Saved entries
⁂

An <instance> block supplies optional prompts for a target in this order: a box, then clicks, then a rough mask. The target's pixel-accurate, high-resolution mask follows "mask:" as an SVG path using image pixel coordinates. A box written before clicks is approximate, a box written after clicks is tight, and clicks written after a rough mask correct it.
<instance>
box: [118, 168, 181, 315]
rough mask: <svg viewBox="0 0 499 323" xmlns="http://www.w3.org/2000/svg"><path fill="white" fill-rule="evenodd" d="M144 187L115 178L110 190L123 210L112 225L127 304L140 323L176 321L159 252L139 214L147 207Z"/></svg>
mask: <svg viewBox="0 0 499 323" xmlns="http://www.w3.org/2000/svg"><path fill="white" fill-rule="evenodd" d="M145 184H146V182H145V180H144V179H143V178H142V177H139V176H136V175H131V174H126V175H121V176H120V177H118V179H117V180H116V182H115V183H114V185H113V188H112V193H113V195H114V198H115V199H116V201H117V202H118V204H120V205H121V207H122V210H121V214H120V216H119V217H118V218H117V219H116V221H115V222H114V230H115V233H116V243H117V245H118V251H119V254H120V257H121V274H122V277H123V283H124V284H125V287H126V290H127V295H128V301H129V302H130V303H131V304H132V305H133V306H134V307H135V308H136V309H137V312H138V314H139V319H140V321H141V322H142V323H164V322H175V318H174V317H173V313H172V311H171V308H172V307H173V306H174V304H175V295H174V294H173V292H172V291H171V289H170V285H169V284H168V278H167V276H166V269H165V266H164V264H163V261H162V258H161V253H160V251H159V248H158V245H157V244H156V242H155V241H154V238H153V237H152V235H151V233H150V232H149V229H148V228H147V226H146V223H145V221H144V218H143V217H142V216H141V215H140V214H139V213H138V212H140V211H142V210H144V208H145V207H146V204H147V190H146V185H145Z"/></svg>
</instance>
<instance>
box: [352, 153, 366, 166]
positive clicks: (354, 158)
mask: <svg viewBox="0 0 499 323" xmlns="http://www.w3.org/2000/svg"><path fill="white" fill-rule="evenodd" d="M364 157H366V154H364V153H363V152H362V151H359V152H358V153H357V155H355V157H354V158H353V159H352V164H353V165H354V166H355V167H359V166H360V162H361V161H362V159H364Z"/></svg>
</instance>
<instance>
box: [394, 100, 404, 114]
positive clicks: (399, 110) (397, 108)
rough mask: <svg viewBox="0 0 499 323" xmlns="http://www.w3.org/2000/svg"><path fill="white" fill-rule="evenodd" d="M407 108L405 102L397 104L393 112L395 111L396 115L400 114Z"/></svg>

⁂

→ YOUR GOAL
Each of the records above is to be copied exactly.

→ YOUR RESPONSE
An <instance> block supplies optional prompts for a target in this order: a box, then clicks, then a rough mask. The target's pixel-accurate, high-resolution mask follows "mask:" as an SVG path using image pixel coordinates. A box written before clicks is approximate, a box written after clicks is tight, and clicks written after a rough mask correct it.
<instance>
box: [118, 168, 181, 315]
rough mask: <svg viewBox="0 0 499 323" xmlns="http://www.w3.org/2000/svg"><path fill="white" fill-rule="evenodd" d="M144 187L115 178L110 190L123 210L112 225L127 304L140 323L176 321L159 252L139 214L147 207Z"/></svg>
mask: <svg viewBox="0 0 499 323" xmlns="http://www.w3.org/2000/svg"><path fill="white" fill-rule="evenodd" d="M145 184H146V182H145V180H144V179H143V178H142V177H139V176H136V175H131V174H126V175H121V176H120V177H118V179H117V180H116V182H115V183H114V185H113V188H112V193H113V195H114V198H115V199H116V201H117V202H118V204H120V205H121V207H122V210H121V214H120V216H119V217H118V218H117V219H116V221H115V222H114V230H115V233H116V243H117V245H118V251H119V254H120V257H121V274H122V277H123V283H124V284H125V287H126V290H127V295H128V301H129V302H130V303H131V304H132V305H133V306H134V307H135V308H136V309H137V312H138V314H139V319H140V321H141V322H142V323H164V322H175V318H174V317H173V313H172V311H171V308H172V307H173V306H174V304H175V295H174V294H173V292H172V291H171V289H170V285H169V284H168V278H167V276H166V269H165V266H164V264H163V261H162V258H161V253H160V251H159V248H158V245H157V244H156V242H155V241H154V238H153V237H152V235H151V233H150V232H149V229H148V228H147V226H146V223H145V221H144V218H143V217H142V216H141V215H140V214H139V213H138V212H140V211H142V210H144V208H145V207H146V204H147V190H146V185H145Z"/></svg>
</instance>
<instance>
box: [352, 153, 366, 166]
positive clicks: (354, 158)
mask: <svg viewBox="0 0 499 323" xmlns="http://www.w3.org/2000/svg"><path fill="white" fill-rule="evenodd" d="M364 157H366V154H364V153H363V152H362V151H359V152H358V153H357V155H355V157H354V158H353V159H352V164H353V165H354V166H355V167H359V166H360V162H361V161H362V159H364Z"/></svg>
</instance>
<instance>
box: [394, 100, 404, 114]
positive clicks: (399, 110) (397, 108)
rough mask: <svg viewBox="0 0 499 323" xmlns="http://www.w3.org/2000/svg"><path fill="white" fill-rule="evenodd" d="M407 108L405 102L397 104L393 112L395 111L396 115L400 114Z"/></svg>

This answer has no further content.